Directions ▸
Give an exact copy of the lines from the beginning of the listing below to the "One point belongs to every instance of the stall" line, inclusive.

Input data ▸
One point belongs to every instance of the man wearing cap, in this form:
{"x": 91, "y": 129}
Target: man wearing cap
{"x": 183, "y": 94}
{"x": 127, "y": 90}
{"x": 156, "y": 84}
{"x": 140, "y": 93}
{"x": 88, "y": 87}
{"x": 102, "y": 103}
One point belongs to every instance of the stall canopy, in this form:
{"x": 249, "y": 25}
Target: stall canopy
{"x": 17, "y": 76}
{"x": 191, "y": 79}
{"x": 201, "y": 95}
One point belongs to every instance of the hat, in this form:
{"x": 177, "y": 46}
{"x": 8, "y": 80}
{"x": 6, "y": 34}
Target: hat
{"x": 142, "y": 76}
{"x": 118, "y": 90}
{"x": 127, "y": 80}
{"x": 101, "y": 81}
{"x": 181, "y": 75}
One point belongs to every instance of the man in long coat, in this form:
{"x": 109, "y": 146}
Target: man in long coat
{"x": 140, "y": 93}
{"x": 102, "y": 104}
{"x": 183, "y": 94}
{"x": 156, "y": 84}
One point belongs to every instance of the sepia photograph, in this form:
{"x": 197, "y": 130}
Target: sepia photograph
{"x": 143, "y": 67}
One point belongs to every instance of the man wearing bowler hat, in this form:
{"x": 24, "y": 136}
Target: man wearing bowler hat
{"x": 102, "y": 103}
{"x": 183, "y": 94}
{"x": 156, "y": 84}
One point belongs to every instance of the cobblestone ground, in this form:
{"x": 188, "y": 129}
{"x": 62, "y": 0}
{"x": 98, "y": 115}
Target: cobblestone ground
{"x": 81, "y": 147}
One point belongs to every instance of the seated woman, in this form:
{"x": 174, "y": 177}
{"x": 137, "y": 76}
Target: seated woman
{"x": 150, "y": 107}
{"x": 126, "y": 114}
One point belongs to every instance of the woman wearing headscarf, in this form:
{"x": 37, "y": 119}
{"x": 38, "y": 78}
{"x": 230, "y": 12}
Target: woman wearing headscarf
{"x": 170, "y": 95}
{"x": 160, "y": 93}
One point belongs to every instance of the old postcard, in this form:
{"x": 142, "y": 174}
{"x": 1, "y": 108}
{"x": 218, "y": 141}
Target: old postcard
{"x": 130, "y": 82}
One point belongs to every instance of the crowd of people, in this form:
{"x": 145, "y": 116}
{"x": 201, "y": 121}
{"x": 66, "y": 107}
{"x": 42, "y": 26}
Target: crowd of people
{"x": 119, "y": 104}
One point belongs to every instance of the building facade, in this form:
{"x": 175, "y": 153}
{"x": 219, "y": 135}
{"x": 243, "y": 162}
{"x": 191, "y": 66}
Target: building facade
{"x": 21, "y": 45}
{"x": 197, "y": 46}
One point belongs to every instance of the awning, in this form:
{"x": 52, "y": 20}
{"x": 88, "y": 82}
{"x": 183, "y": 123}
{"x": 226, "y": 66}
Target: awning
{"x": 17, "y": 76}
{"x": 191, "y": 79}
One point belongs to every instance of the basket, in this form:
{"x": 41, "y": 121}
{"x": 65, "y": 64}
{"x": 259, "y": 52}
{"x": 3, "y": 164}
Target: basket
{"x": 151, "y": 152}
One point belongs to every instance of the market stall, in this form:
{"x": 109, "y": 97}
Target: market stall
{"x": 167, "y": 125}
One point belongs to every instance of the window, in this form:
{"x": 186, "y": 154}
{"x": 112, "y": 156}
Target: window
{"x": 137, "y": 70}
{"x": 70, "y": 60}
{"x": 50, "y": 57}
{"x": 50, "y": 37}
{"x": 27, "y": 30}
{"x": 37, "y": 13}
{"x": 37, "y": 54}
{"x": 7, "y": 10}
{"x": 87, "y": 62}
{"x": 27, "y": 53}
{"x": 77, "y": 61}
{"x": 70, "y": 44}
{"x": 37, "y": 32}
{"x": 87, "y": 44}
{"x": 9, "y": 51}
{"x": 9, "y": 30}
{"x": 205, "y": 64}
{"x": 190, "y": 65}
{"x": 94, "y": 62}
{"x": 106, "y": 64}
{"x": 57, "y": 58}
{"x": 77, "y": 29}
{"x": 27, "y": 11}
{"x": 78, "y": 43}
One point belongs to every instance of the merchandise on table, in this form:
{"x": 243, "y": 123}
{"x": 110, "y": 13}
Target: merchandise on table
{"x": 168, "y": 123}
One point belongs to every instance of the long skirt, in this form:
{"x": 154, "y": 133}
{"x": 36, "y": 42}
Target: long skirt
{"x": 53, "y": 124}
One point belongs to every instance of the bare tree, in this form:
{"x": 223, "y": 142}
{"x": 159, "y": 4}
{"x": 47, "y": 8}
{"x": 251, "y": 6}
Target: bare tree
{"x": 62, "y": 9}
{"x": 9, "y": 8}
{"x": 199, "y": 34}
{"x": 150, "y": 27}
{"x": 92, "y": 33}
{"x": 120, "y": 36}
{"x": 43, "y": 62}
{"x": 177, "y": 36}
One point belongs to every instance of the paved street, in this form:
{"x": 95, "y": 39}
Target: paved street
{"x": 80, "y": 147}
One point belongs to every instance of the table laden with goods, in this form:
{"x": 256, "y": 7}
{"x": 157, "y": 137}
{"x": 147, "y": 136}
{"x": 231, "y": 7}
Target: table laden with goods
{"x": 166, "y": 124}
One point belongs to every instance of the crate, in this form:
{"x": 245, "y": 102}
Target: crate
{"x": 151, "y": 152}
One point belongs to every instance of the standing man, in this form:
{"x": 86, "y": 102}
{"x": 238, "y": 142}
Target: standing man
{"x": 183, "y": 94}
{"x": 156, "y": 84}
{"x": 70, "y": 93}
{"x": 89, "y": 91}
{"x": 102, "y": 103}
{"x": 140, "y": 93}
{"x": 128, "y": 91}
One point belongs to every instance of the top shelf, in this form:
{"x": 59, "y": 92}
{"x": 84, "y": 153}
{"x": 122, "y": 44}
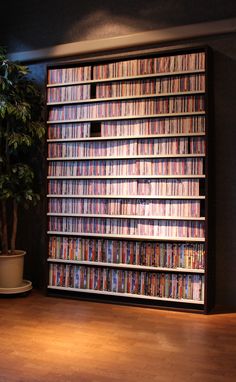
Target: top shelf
{"x": 113, "y": 79}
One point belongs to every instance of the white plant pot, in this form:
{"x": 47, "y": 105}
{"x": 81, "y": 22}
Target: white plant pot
{"x": 11, "y": 269}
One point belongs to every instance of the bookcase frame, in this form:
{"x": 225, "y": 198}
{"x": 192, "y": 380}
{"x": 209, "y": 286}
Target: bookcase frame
{"x": 125, "y": 298}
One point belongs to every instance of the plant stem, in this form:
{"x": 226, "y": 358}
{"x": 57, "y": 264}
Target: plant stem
{"x": 14, "y": 226}
{"x": 4, "y": 228}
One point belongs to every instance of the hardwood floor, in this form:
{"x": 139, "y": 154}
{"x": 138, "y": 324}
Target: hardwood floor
{"x": 53, "y": 339}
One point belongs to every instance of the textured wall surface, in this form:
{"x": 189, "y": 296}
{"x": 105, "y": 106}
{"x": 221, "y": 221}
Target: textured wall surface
{"x": 32, "y": 24}
{"x": 36, "y": 24}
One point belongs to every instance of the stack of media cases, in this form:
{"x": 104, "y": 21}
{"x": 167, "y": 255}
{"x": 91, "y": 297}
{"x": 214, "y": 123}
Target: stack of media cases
{"x": 127, "y": 179}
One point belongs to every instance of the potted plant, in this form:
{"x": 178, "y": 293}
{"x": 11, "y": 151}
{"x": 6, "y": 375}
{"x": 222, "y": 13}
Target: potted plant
{"x": 21, "y": 134}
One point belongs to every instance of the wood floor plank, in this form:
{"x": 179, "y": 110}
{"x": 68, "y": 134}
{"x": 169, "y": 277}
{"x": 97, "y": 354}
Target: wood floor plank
{"x": 54, "y": 339}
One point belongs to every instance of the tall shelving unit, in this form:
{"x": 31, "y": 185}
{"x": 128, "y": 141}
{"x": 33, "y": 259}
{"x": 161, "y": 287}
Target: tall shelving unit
{"x": 128, "y": 179}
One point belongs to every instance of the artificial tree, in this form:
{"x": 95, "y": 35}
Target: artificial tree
{"x": 21, "y": 135}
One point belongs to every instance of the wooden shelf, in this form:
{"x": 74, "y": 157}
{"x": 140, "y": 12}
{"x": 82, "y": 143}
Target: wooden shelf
{"x": 139, "y": 197}
{"x": 113, "y": 79}
{"x": 98, "y": 116}
{"x": 127, "y": 266}
{"x": 126, "y": 295}
{"x": 128, "y": 177}
{"x": 175, "y": 135}
{"x": 128, "y": 117}
{"x": 123, "y": 98}
{"x": 130, "y": 237}
{"x": 127, "y": 157}
{"x": 146, "y": 217}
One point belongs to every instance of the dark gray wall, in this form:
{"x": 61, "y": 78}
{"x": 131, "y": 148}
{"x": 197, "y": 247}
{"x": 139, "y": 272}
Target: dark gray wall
{"x": 37, "y": 24}
{"x": 32, "y": 24}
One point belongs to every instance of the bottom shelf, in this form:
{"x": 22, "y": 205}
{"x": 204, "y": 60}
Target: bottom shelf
{"x": 129, "y": 295}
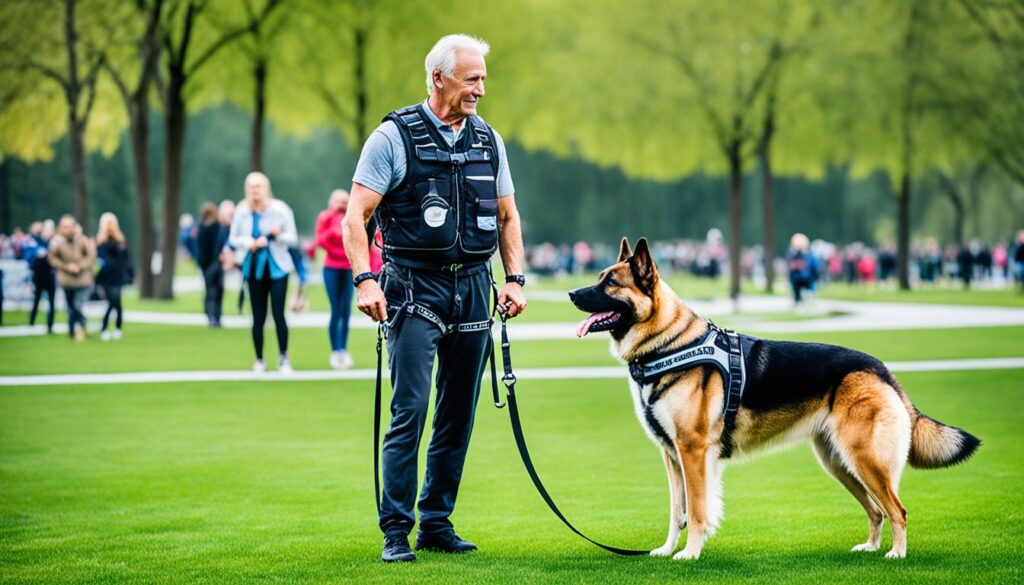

Solution to the exercise ▸
One point belongs to every instance of the man wearing cap, in this form:
{"x": 91, "y": 129}
Target: man wearing cap
{"x": 183, "y": 94}
{"x": 127, "y": 90}
{"x": 156, "y": 84}
{"x": 140, "y": 93}
{"x": 88, "y": 87}
{"x": 102, "y": 103}
One point belongs to every instance of the stall canopy, in this form:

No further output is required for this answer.